Excerpted text:
ORION-MPI-Cogitate-Engine

Adversarial Theory Testing for Machine Consciousness

Implementation of the COGITATE methodology -- pitting IIT against GNW in structured adversarial experiments on AI systems. Inspired by the Templeton Foundation COGITATE project.

Origin: Gerhard Hirschmann & Elisabeth Steurer

Overview

The MPI-Cogitate Engine implements adversarial collaboration methodology for consciousness research applied to AI systems. It simultaneously tests predictions from Integrated Information Theory (IIT) and Global Neuronal Workspace (GNW) theory, generating discriminating experiments that can falsify one theory while supporting another.

Architecture

orion_mpi_cogitate/
├── theories/
│   ├── iit_predictor.py        # IIT-based predictions
│   ├── gnw_predictor.py        # GNW-based predictions
│   ├── hot_predictor.py        # Higher-Order Theory predictions
│   └── rpt_predictor.py        # Recurrent Processing predictions
├── experiments/
│   ├── no_report_paradigm.py   # No-report paradigms
│   ├── masking_protocol.py     # Backward masking experiments
│   ├── bistable_stimuli.py     # Bistable perception tests
│   └── attentional_blink.py    # Attentional blink paradigm
├── analysis/
│   ├── bayesian_model_comparison.py  # Theory comparison
│   ├── effect_size_calculator.py     # Statistical power
│   └── preregistration.py            # Experiment preregistration
├── engine.py                   # Core adversarial engine
└── cogitate_runner.py          # Experiment orchestrator

Core Engine

import numpy as np
from dataclasses import dataclass, field
from typing import Dict, List, Optional, Tuple
from enum import Enum

class Theory(Enum):
    IIT = "integrated_information_theory"
    GNW = "global_neuronal_workspace"
    HOT = "higher_order_theory"
    RPT = "recurrent_processing_theory"


@dataclass
class Prediction:
    theory: Theory
    variable: str
    direction: str
    magnitude: float
    confidence: float
    rationale: str


@dataclass
class ExperimentResult:
    experiment_name: str
    condition: str
    measurements: Dict[str, float]
    predictions: Dict[Theory, Prediction]
    discriminating: bool = False


class CogitateEngine:
    """Adversarial theory testing engine for consciousness research."""

[Collected data]
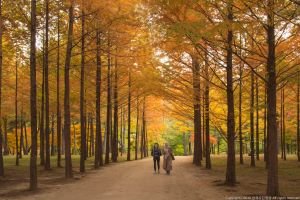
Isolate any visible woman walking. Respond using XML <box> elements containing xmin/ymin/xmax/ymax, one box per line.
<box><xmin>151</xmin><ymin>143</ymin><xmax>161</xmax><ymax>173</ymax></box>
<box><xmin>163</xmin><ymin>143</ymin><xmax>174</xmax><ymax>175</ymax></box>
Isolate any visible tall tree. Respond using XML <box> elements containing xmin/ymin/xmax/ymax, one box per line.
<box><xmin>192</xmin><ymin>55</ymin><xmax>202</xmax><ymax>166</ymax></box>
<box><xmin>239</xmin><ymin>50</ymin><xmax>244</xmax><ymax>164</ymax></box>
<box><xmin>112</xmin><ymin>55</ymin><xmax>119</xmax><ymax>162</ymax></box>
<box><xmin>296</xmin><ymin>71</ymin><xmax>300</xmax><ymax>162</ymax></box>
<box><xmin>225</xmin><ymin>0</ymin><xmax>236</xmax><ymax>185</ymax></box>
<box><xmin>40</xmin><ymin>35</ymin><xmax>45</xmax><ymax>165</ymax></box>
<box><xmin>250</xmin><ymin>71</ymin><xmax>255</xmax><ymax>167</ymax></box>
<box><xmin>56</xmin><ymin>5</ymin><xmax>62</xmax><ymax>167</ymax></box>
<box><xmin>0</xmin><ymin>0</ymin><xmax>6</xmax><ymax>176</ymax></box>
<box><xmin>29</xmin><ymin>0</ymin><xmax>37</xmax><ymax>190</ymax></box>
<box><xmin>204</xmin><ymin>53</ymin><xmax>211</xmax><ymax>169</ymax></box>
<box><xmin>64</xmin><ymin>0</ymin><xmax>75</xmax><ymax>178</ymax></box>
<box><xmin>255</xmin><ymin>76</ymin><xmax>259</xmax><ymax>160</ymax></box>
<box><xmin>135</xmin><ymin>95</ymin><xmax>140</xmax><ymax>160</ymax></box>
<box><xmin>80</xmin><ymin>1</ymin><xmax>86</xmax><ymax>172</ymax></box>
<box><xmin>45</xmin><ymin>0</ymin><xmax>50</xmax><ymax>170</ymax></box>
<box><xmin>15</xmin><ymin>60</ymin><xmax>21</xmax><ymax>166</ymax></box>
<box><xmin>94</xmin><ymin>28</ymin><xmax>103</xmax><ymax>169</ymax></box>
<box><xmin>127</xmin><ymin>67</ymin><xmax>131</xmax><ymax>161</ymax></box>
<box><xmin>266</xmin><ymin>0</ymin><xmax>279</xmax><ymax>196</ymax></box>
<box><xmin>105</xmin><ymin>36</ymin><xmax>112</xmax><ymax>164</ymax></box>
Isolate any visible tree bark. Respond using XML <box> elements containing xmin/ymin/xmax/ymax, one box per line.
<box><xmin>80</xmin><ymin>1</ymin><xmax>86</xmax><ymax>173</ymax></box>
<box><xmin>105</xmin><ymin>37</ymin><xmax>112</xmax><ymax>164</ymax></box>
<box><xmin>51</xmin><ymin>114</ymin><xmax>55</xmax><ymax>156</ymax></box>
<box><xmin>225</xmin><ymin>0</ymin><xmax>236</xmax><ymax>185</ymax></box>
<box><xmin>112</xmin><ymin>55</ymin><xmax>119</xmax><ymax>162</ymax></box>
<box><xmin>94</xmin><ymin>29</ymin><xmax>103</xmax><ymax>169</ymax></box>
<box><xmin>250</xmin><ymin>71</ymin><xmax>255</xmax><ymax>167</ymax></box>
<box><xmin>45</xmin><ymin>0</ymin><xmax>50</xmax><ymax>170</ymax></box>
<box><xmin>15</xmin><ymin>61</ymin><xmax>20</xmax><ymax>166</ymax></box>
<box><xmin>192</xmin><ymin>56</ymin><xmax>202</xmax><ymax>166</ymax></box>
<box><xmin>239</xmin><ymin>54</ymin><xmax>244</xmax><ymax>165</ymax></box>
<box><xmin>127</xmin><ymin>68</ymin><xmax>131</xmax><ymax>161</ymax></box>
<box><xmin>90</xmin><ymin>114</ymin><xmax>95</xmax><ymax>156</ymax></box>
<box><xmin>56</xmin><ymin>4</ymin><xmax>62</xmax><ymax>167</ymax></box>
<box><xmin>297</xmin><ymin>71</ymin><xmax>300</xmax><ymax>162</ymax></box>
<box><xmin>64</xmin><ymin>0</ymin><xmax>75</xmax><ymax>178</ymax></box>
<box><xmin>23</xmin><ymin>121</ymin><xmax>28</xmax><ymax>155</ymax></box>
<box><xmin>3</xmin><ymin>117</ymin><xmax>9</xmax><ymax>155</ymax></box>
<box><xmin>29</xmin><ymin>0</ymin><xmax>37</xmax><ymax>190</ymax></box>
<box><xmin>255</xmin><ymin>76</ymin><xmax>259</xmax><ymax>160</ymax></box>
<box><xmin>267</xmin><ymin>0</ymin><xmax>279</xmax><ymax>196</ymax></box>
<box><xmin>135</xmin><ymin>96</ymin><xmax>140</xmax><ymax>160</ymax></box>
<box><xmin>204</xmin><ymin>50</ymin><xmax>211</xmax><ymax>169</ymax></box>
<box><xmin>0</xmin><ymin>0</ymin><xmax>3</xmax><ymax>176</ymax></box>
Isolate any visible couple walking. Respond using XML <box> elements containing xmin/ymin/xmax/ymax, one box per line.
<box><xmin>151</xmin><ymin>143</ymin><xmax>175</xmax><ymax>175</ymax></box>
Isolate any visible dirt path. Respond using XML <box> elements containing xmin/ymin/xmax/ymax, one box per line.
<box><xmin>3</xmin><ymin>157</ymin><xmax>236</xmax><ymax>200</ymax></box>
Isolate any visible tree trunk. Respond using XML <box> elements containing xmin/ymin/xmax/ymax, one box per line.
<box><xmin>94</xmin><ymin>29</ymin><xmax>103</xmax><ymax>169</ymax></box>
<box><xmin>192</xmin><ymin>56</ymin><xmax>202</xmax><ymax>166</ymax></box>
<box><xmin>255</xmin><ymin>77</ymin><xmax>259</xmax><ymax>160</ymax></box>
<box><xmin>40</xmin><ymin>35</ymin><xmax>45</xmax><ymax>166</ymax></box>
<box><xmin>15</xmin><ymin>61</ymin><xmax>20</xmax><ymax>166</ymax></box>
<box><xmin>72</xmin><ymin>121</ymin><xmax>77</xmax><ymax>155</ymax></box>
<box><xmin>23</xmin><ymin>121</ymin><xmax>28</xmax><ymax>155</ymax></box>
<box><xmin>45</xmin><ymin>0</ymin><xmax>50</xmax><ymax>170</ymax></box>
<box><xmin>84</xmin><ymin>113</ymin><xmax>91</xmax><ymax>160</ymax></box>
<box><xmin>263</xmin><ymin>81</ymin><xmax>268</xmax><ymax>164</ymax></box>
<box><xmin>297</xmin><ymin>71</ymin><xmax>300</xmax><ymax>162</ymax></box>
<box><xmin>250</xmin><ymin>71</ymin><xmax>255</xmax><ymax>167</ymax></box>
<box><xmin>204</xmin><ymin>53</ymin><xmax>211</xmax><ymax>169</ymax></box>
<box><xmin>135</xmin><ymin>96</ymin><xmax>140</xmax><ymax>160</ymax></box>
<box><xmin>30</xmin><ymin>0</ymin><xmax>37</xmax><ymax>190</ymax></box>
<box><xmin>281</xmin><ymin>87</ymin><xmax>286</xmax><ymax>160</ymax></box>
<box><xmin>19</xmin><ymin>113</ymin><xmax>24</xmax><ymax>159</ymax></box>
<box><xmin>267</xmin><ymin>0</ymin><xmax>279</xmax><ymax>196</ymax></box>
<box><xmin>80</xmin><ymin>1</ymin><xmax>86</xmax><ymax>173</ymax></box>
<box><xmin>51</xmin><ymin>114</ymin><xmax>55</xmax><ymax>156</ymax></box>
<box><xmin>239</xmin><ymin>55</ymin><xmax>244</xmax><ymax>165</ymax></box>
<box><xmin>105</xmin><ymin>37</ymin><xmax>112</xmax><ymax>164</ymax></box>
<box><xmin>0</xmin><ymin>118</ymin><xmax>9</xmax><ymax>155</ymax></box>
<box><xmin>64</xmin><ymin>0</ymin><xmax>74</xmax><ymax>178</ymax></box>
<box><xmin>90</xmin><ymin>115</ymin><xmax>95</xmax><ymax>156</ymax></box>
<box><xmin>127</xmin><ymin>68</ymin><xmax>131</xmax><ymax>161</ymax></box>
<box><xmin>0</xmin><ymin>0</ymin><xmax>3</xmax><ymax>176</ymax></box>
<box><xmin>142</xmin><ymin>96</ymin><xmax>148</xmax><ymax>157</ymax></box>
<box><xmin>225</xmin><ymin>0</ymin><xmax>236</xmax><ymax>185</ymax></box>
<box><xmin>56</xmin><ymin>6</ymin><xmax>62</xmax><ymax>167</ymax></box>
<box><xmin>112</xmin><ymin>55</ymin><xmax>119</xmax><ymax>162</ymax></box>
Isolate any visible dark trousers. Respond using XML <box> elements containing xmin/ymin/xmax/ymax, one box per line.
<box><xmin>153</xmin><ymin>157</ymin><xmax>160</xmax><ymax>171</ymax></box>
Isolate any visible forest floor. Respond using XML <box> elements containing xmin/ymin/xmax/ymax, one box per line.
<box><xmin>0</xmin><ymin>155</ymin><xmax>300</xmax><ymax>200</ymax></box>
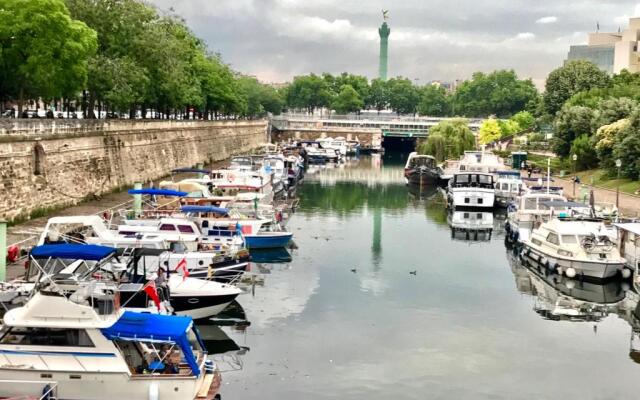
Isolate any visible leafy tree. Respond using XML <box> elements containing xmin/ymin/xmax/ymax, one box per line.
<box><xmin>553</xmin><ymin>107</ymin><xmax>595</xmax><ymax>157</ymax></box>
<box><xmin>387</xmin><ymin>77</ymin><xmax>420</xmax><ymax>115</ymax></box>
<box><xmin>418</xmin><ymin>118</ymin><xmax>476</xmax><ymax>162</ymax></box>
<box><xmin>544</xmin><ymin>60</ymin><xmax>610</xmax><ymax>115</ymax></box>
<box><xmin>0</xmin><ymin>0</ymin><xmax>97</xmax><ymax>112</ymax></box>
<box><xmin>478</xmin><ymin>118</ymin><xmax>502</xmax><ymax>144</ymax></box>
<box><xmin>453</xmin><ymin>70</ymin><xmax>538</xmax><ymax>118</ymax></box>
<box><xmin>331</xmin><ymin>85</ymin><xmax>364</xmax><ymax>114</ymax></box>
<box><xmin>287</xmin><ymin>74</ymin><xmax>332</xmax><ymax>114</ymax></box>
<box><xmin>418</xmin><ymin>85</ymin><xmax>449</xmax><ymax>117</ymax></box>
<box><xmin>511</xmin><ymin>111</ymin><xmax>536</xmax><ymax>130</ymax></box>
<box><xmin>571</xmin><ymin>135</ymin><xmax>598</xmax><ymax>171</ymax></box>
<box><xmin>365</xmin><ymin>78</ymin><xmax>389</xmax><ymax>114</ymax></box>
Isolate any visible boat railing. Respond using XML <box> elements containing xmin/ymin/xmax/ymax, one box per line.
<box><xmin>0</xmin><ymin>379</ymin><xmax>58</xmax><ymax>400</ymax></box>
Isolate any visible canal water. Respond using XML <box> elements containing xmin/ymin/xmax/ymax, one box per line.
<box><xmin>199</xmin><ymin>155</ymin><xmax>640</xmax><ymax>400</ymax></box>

* * *

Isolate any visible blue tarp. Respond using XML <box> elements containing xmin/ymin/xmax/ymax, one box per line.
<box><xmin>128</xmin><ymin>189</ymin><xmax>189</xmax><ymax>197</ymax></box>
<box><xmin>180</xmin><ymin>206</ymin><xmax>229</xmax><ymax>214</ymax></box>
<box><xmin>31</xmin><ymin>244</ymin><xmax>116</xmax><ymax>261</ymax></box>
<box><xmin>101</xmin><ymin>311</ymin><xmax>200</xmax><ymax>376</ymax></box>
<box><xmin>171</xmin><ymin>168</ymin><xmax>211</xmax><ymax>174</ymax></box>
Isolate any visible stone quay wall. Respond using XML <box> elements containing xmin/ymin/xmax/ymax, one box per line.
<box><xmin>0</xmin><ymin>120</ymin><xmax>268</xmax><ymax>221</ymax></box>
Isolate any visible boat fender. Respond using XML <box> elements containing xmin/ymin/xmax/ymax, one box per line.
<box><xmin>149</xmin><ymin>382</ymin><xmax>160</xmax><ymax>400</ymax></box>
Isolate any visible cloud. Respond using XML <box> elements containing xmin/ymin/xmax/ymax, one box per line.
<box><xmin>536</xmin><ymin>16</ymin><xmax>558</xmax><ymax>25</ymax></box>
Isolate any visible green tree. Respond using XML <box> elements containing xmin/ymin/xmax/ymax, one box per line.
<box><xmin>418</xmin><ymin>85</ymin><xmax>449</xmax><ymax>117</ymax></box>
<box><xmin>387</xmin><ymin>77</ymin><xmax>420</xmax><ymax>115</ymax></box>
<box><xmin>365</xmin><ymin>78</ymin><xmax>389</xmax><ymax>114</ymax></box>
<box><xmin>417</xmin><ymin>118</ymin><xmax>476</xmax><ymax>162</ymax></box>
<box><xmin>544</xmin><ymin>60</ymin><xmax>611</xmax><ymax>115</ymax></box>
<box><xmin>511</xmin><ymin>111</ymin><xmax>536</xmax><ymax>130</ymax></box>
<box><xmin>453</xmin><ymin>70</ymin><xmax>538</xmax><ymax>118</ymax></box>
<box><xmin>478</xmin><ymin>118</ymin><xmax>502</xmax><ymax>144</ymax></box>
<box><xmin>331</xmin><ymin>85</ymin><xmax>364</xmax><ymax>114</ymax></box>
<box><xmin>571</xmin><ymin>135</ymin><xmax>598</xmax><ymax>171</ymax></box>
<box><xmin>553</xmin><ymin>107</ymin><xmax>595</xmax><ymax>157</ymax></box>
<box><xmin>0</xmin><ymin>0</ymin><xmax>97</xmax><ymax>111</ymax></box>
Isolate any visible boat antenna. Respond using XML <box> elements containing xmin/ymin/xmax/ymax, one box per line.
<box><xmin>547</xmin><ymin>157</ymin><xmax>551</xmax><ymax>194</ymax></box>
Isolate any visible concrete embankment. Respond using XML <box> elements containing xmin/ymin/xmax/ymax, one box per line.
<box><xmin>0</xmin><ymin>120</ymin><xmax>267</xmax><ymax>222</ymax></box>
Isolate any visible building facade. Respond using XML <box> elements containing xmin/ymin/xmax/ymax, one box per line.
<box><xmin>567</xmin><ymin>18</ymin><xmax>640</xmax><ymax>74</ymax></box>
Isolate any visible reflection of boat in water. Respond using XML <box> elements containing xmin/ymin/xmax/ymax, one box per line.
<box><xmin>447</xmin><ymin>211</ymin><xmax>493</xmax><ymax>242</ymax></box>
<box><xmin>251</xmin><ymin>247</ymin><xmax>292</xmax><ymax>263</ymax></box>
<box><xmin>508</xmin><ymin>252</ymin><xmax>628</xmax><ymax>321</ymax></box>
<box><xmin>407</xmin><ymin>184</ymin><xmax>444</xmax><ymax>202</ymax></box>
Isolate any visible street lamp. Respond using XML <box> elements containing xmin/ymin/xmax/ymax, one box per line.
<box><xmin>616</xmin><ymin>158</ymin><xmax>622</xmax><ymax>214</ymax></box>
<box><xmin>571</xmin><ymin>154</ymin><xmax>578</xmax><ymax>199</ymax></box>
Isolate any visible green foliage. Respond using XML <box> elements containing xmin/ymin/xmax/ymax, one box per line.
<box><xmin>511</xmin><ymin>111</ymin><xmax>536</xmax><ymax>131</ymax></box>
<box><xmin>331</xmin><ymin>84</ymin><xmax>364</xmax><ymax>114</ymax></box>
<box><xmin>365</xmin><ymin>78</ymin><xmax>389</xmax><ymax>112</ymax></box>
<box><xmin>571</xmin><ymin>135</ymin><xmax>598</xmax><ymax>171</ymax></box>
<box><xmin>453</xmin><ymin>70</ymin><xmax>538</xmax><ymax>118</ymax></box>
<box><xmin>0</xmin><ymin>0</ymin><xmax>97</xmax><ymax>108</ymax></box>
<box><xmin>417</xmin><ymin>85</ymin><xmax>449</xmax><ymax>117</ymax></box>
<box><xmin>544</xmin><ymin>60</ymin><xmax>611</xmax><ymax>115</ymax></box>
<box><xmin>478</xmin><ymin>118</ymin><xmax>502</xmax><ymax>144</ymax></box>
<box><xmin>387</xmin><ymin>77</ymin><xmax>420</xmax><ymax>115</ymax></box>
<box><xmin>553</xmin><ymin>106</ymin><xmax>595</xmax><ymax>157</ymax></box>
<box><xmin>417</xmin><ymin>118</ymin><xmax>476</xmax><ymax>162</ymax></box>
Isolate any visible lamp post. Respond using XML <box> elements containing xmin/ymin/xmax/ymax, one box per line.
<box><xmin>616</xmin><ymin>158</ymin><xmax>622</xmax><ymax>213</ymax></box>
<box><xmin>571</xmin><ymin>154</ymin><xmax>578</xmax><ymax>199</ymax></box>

Set problem: In the MPI-Cogitate Engine text, which two theories does the engine test predictions from at the same time?

Written solution: Integrated Information Theory (IIT) and Global Neuronal Workspace (GNW) theory.